** Data provided **
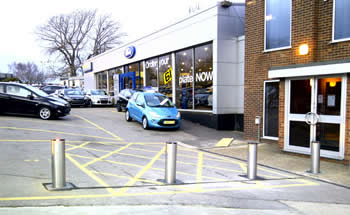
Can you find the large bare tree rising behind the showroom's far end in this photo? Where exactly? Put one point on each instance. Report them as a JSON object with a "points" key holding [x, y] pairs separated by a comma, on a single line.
{"points": [[76, 36]]}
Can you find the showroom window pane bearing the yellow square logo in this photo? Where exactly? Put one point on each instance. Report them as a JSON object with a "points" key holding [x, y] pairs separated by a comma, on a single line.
{"points": [[165, 76]]}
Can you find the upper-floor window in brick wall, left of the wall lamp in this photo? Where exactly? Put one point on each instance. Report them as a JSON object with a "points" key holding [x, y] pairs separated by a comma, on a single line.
{"points": [[277, 24]]}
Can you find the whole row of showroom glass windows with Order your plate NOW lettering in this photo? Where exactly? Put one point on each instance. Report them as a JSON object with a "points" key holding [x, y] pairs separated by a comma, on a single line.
{"points": [[193, 77]]}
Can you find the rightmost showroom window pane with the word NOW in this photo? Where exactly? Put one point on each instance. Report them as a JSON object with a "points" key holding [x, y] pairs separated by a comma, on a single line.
{"points": [[203, 78]]}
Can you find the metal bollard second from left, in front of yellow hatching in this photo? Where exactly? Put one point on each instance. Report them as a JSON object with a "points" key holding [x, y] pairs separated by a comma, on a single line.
{"points": [[170, 162]]}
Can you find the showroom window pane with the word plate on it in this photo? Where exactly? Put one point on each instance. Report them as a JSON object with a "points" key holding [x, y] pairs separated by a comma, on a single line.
{"points": [[184, 79]]}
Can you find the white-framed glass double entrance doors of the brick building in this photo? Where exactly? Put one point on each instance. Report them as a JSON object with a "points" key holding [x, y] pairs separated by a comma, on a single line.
{"points": [[322, 99]]}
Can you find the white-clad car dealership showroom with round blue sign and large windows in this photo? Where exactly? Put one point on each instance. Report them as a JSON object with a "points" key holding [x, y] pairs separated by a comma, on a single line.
{"points": [[198, 62]]}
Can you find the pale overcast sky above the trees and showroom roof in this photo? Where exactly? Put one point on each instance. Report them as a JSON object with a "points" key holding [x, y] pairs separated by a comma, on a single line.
{"points": [[19, 18]]}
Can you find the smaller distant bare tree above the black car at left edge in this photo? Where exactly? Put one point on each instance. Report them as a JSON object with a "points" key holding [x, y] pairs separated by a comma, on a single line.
{"points": [[27, 72]]}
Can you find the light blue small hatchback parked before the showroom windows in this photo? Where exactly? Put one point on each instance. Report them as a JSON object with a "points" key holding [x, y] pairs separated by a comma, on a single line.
{"points": [[153, 110]]}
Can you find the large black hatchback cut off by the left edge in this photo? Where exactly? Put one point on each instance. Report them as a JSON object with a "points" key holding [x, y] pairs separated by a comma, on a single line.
{"points": [[27, 100]]}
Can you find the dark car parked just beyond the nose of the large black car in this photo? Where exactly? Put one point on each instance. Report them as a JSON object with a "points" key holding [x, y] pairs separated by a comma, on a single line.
{"points": [[77, 97]]}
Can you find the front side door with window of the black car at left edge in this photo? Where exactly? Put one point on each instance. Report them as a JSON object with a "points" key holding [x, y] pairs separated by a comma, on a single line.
{"points": [[21, 100]]}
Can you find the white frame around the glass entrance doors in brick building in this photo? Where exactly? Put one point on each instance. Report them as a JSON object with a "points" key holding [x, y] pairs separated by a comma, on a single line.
{"points": [[303, 150]]}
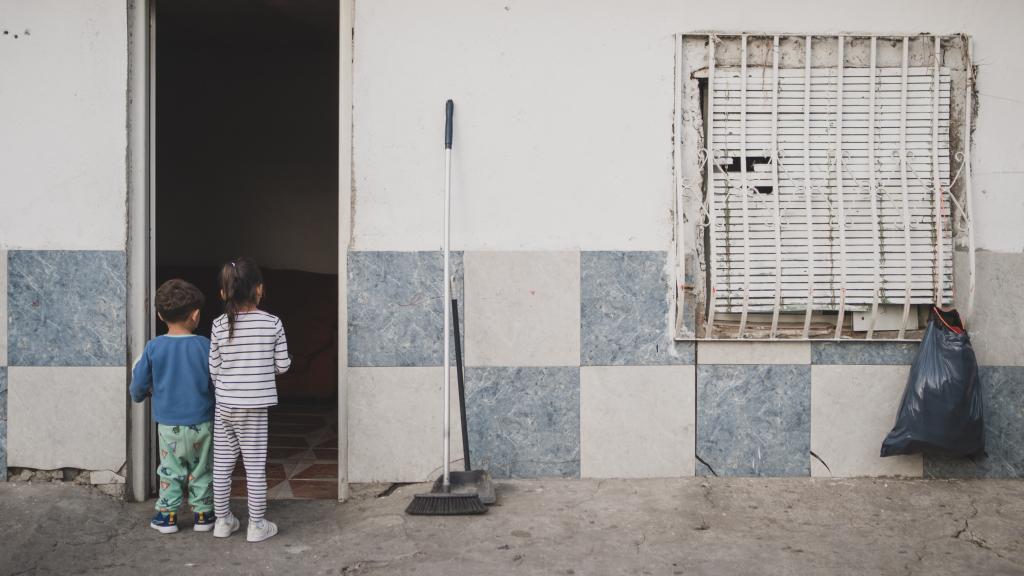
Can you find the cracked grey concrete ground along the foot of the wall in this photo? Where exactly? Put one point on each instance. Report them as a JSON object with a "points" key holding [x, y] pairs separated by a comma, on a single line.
{"points": [[692, 526]]}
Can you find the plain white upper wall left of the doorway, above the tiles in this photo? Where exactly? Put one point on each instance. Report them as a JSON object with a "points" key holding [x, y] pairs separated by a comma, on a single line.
{"points": [[64, 138]]}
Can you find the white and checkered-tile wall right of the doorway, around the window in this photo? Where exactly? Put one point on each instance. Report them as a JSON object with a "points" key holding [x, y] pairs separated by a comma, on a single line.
{"points": [[563, 221]]}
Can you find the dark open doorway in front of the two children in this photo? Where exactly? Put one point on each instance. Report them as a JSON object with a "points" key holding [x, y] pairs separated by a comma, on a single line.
{"points": [[246, 141]]}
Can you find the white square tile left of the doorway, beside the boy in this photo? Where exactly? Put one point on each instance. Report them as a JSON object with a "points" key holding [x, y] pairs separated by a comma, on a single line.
{"points": [[67, 418]]}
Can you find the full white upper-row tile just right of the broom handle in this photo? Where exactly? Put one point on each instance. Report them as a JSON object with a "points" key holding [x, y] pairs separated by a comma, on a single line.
{"points": [[523, 309]]}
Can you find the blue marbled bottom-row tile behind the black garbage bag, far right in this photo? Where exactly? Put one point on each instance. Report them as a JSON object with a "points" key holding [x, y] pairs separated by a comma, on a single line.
{"points": [[1003, 391]]}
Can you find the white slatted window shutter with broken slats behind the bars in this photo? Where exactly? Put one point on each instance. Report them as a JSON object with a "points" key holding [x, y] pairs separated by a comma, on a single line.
{"points": [[868, 239]]}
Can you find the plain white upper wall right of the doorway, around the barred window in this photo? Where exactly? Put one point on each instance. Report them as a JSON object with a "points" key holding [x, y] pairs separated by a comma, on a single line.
{"points": [[565, 114]]}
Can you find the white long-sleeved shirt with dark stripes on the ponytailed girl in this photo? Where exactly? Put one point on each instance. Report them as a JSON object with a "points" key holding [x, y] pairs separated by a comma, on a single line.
{"points": [[243, 368]]}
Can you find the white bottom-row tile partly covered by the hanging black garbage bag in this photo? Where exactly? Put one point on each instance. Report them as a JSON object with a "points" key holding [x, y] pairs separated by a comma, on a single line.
{"points": [[852, 410]]}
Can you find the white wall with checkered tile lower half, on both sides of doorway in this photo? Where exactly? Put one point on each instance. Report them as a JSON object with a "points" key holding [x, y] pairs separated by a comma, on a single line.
{"points": [[564, 190]]}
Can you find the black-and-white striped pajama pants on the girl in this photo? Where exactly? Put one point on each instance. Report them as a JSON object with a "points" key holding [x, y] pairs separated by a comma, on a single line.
{"points": [[240, 431]]}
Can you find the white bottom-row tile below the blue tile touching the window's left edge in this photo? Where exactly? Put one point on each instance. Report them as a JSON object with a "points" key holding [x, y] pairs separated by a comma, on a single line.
{"points": [[637, 422]]}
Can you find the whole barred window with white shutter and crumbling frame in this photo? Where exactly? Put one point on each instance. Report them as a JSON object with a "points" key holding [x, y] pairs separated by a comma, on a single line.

** Work task **
Excluding pictures, reproduce the listing above exactly as it stands.

** Exercise solution **
Can you find the large bare tree rising behind the showroom's far end in this photo? Where exactly? Put one point on each instance. Report them as a JSON object with a "points" key holding [x, y] pairs separated by a comma, on a single line.
{"points": [[76, 36]]}
Can you find the showroom window pane bearing the yellow square logo in this photo? Where exactly? Put one point on each instance. Report them as a JSON object with a "points" key holding [x, y] pairs separated by a comma, on a single line.
{"points": [[165, 76]]}
Can you find the upper-floor window in brick wall, left of the wall lamp in this photo? Where exactly? Put one point on each instance. Report them as a JSON object with a "points" key holding [x, y] pairs separated by a comma, on a single line.
{"points": [[277, 24]]}
Can you find the whole row of showroom glass windows with Order your plate NOW lettering in this photo? Where exactly? Put one point on each instance. Report them as a JSON object with a "points" key holding [x, y] pairs separated by a comma, on a single line.
{"points": [[193, 77]]}
Can you find the rightmost showroom window pane with the word NOW in this photo? Where exactly? Put one point on each instance. Report them as a JSON object with a "points" key holding [x, y] pairs separated by a comma, on a single line.
{"points": [[203, 78]]}
Can you find the metal bollard second from left, in front of yellow hatching in this photo? Where exactly? Put one point on each instance. Report them as a JSON object with a "points" key holding [x, y] pairs separated by a comma, on a single line.
{"points": [[170, 162]]}
Can you find the showroom window pane with the word plate on it in this photo? Where exactly? Put one point on each instance. Report them as a JSON object with a "points" key holding [x, y] pairs separated by a comma, on a single line.
{"points": [[184, 79]]}
Can you find the white-framed glass double entrance doors of the brick building in this photo? Where exactly? Put one point on each instance. Report them as a JSON object with a "points" key holding [x, y] pairs separated by a comma, on a single line.
{"points": [[322, 99]]}
Can you find the white-clad car dealership showroom with round blue sign and large windows in this photo? Where exactly? Put one point on each instance. Report them as a JSON object with a "points" key holding [x, y] pairs separated by a comma, on a single line.
{"points": [[198, 62]]}
Can you find the pale overcast sky above the trees and showroom roof in this photo? Where exactly? Put one point on each instance. Report them as a JSON object with a "points" key holding [x, y] pairs separated by a comma, on a single line.
{"points": [[19, 18]]}
Can you find the smaller distant bare tree above the black car at left edge in this photo? Where exactly? Put one point on each instance. Report them as a JSON object with a "points" key holding [x, y] pairs separated by a comma, on a single line.
{"points": [[27, 72]]}
Can you find the light blue small hatchback parked before the showroom windows in this photo? Where exactly? Put one point on each instance. Report them as a JSON object with a "points" key holding [x, y] pairs separated by a comma, on a single line.
{"points": [[153, 110]]}
Can you find the large black hatchback cut off by the left edge in this photo? Where exactly? Put one point on each instance. Report them as a JSON object with a "points" key holding [x, y] pairs separated by a comma, on a single line.
{"points": [[27, 100]]}
Can you find the dark car parked just beyond the nose of the large black car in this photo? Where exactly? Put one point on each instance. Report them as a JSON object with a "points" key holding [x, y] pairs separated by a comma, on a single line.
{"points": [[77, 97]]}
Can you find the front side door with window of the black car at left edge in this photo? Where exactly? Put one point on each instance. Report them as a JSON object with a "points" key holding [x, y] pairs separated by a comma, on a single line.
{"points": [[21, 100]]}
Can you find the white frame around the glass entrance doors in brick building in this photo? Where exactly? Put one point on each instance. Report them as a JSON object with a "points" key holding [x, y] pairs separated by a comma, on a single line.
{"points": [[303, 150]]}
Can you find the cracked grey concrete ground along the foot of the wall in this photo? Where exactly? Put one point on each instance. Report them as a JSON object with a "points" key holding [x, y] pairs separated by a comma, on a single line.
{"points": [[692, 526]]}
Can you find the plain white upper wall left of the doorway, above the tiles in this photo? Where exactly? Put one point on each instance. Report them as a JSON object with a "points" key holding [x, y] pairs separated by a comma, on a single line.
{"points": [[64, 138]]}
Can you find the white and checkered-tile wall right of the doorway, around the window in this photo? Where exactly? Put one point on each instance. Report them as a JSON object with a "points" key holding [x, y] pairs separated by a comma, on a single line.
{"points": [[563, 221]]}
Can you find the dark open doorway in front of the two children in this photo? Where exactly? Put one point on each instance. Report them as a JSON object with a "points" key holding [x, y] pairs separated by a comma, on a single line.
{"points": [[246, 141]]}
Can you find the white square tile left of the doorway, beside the boy in this photo? Where exactly? Put one point on each instance. Report them as a JSON object with a "points" key holding [x, y] pairs separated by a comma, on a single line.
{"points": [[67, 418]]}
Can you find the full white upper-row tile just right of the broom handle in this photo? Where exactly? Put one point on each instance. Report them as a JSON object with a "points" key holding [x, y] pairs separated by a comma, on a single line.
{"points": [[523, 309]]}
Can you find the blue marbled bottom-row tile behind the black garbage bag, far right in this photo? Where exactly? Put one point on each instance. Report them as a JSON object with a "points" key holding [x, y] pairs separated by a comma, on a single line.
{"points": [[1003, 391]]}
Can you find the white slatted window shutter with broken slats behind the bars in this photo? Where exactly? Put one point on each instance. Report them as a JSON object with a "points" key holding [x, y] pairs separated by a comma, on a single line.
{"points": [[868, 239]]}
Can you find the plain white upper wall right of the doorway, around the barred window in this photo? Where exactly? Put one point on each instance. Report them as a JSON object with a "points" key holding [x, y] pairs separated by a comma, on a single line.
{"points": [[565, 114]]}
Can you find the white long-sleeved shirt with dark stripes on the ponytailed girl in this photo? Where exactly? Put one point on each instance. Report them as a JSON object with a "points" key holding [x, y] pairs separated by a comma, on a single line.
{"points": [[243, 368]]}
Can you find the white bottom-row tile partly covered by the hanging black garbage bag in this photo? Where exactly? Put one point on each instance. Report them as a JSON object with a "points" key holding [x, y] pairs separated by a comma, on a single line.
{"points": [[852, 410]]}
Can you find the white wall with checkered tile lower half, on both sides of doorway in this photo? Where exactly? Put one point on each instance. Report them as a JSON object with a "points" key holding [x, y] pairs separated by a comma, on a single line.
{"points": [[564, 190]]}
Can you find the black-and-white striped pajama pants on the girl in this photo? Where exactly? Put one point on each instance. Report them as a JSON object with a "points" key holding [x, y] pairs separated by a comma, on a single line.
{"points": [[240, 431]]}
Can you find the white bottom-row tile below the blue tile touching the window's left edge in this photo? Where exactly? Put one point on each instance. Report them as a JSON object with a "points" key holding [x, y] pairs separated by a comma, on a single line.
{"points": [[637, 422]]}
Can you find the whole barred window with white shutter and crumbling frame in this photo? Where exactly? Put one point on each instance. Report them as a JSON object with a "points" key holding [x, y] pairs separated by a comma, on a single line.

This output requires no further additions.